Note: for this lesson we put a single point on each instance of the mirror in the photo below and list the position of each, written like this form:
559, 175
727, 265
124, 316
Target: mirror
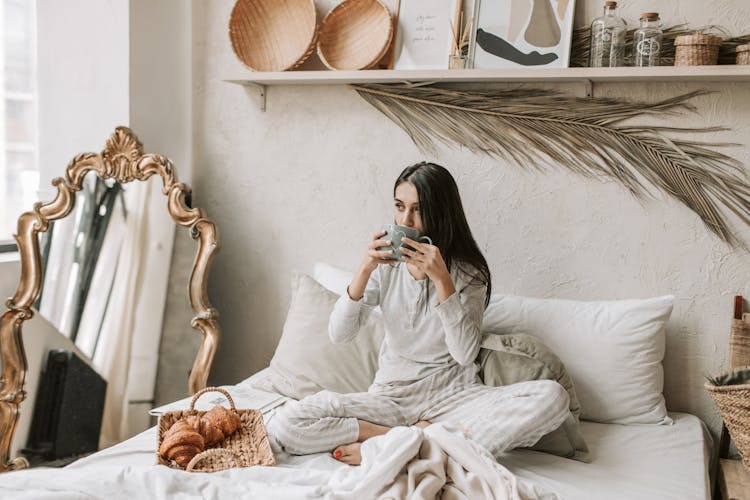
82, 234
80, 256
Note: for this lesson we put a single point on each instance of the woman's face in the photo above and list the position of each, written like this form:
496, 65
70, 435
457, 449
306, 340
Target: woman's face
406, 207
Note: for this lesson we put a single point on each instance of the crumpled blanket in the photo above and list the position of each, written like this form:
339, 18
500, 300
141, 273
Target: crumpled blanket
435, 463
407, 462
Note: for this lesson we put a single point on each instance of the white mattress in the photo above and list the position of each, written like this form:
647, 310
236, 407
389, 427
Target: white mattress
628, 462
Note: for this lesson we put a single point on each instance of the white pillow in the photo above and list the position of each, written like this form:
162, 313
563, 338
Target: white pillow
306, 361
333, 278
612, 350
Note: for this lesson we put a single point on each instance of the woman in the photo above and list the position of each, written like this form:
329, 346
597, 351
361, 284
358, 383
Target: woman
432, 305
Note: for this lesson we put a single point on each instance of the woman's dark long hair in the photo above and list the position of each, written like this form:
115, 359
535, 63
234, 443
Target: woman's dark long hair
444, 221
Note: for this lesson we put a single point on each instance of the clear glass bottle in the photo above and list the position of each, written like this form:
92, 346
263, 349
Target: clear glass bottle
608, 39
647, 40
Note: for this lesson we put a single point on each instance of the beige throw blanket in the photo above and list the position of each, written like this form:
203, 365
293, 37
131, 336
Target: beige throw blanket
437, 462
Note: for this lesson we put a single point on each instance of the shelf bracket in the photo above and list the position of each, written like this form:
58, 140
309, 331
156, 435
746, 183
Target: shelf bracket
588, 86
252, 87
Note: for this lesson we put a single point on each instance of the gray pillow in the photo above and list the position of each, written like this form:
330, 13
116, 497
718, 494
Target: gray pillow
512, 358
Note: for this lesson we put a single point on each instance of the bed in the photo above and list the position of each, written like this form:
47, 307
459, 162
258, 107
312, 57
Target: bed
633, 447
627, 462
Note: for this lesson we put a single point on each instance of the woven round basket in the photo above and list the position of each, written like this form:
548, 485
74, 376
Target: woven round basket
733, 402
696, 50
743, 54
356, 34
273, 35
246, 447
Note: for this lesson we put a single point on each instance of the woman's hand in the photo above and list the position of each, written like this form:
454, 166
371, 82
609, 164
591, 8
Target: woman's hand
428, 259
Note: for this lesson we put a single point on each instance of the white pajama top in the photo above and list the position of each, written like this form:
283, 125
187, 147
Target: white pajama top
421, 336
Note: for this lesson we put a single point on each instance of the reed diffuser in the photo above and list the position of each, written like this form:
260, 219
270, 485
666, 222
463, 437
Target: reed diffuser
459, 55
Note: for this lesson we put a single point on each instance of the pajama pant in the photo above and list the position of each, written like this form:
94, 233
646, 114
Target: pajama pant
499, 418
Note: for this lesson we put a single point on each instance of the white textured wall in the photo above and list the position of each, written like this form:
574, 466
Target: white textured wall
311, 178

···

Copy every record above line for line, character for character, omitting the pictures.

THE RESPONSE -
Note: for this lesson we put a single point on each instance of the mirror in the photo below and list the position of each, written like this form:
559, 175
727, 265
124, 316
Target: mirror
82, 234
80, 256
Note: for this lesson we put a single point on each instance of the woman's face in the photo above and list the position of each, written like this form:
496, 65
70, 435
457, 449
306, 340
Target: woman's face
406, 207
Note: for this lesson we put a single point on each instance of the crumpled blanket in the photo above and list the position of each, written like this form:
339, 18
500, 300
141, 273
Target: crumpled blanket
435, 463
407, 462
Note: for this lesson we put a single point on each instance of the white mattress in the photo above and list the position of each, written like this form:
647, 310
236, 407
389, 427
Target: white mattress
628, 462
Note: for this lesson we put a single point on each instance of the white pillow in the photo above and list the position of each, written like this form:
162, 313
563, 338
Target: white pillow
306, 361
333, 278
612, 350
Note: for this lesson we put a single point on each instance of the woman in the photo above and list the position of each, written like this form:
329, 346
597, 351
361, 284
358, 383
Target: woman
432, 305
Note: for this lesson we put a single point on each instance of the woman's dark long hair in the photo above and list the position of each, written like this form:
115, 359
535, 63
234, 443
Target: woman's dark long hair
444, 221
Note: for this lesson we put a single point on each instance of the clear glass bottle in the photo above and list the position of each, written like this form:
92, 346
263, 349
Target: clear glass bottle
608, 39
647, 40
Note: for this lesson we put a single point on each instance of the beige throw blanket in the photo above and list the position of each, written like this form:
203, 365
293, 37
131, 336
Target: beige throw blanket
437, 462
Note: for this lesson we put a single point on each instance of the shelf bracket in the photo above and list the position of each, written like this form:
58, 140
309, 331
156, 435
746, 183
Target: shelf bracket
588, 86
252, 87
Note: for this lesson we put a single point on each instance of the gray pillow in the photo above and list the position of each, written like this form:
330, 13
116, 497
718, 494
Target: gray pillow
512, 358
Note: for this lesson we put a single point on each instance of the bed in the photo above and list the position of each, written like this form:
47, 307
459, 162
258, 107
312, 57
Target: bed
633, 447
627, 462
Note: for this lesson we put a single point on each instance of the woven round basket in the photo above and list the position of each, written like this form:
548, 485
74, 376
Target: woven round basket
733, 402
696, 50
743, 54
356, 34
273, 35
246, 447
Note: for this lesson we put a single point on each instance of the woman's hand in the photo above and list the position of each, written like this form:
454, 166
371, 82
609, 164
591, 8
Target: woman's hand
428, 259
Note: for this lesson we put a single point on each instance of the white pajama top in the photo above and list the position of each, written like this form:
283, 125
187, 147
Target: white pajama top
421, 336
Note: for this lesson we put a single point on each instance of the reed diffuser in the photo above and list the position of each, written like this form:
260, 219
270, 485
666, 222
463, 437
Target: reed diffuser
459, 55
Note: for this lesson we put a single point on each instance of the pajama pant in the photo above and list the position of each, written like this form:
94, 233
646, 114
Target: pajama pant
499, 418
Note: for this lesson we put a single point on each instance of the white textured wall in the photo above and list the position of each, written like this form:
574, 466
Target: white textured wall
311, 178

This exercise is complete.